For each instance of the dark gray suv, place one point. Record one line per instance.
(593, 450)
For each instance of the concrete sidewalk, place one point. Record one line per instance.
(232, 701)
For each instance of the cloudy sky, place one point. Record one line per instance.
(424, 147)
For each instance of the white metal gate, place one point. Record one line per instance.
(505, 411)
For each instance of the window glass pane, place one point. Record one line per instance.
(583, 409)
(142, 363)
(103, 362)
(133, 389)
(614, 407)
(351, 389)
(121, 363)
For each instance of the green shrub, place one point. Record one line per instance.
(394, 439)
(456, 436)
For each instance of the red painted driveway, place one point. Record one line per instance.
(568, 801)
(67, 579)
==
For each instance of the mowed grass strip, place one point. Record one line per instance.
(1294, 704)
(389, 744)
* * *
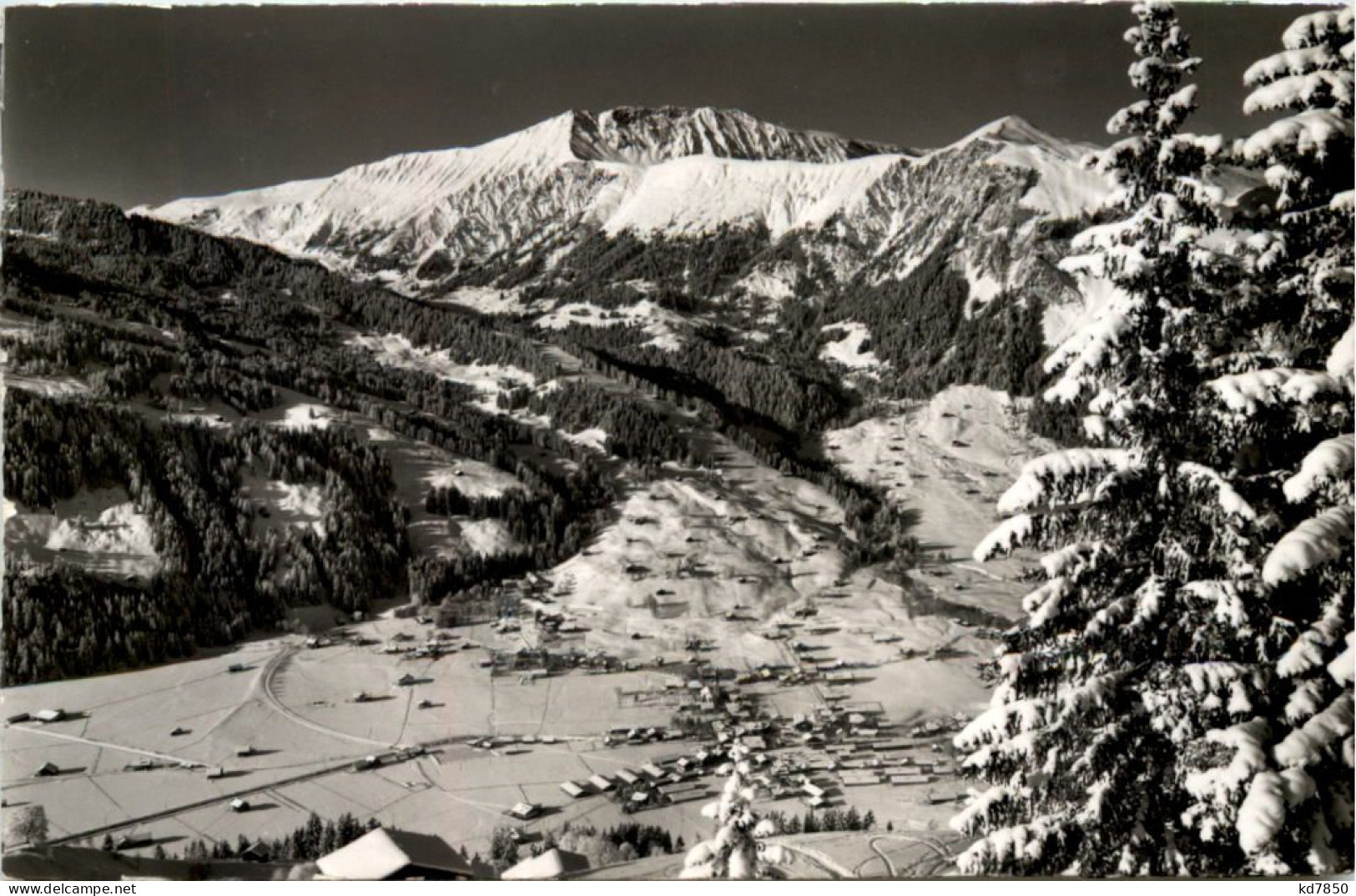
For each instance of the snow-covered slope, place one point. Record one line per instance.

Exercise prompt |
Pick out every line in the records that contains the word "each", and copy those lines in full.

Full solution |
For each instance of the dark gray suv, place one point. Record one line per instance.
For each instance of the concrete sidewalk, place one point. Record one line per instance.
For each instance of the cloudy sky, place one point. Record one line per instance.
For each instance of the white metal gate, place one point. Record one line per instance.
For each instance of the window glass pane, place one point. Record one line per instance.
For each instance of the green shrub, place one point. Record one line per instance.
For each instance of the red painted driveway, place one point. Record one line per instance.
For each instance of the mowed grass strip, place one point. Record one line per instance.
For each instance of the snow-covered slope, place one point. Record one line per instance.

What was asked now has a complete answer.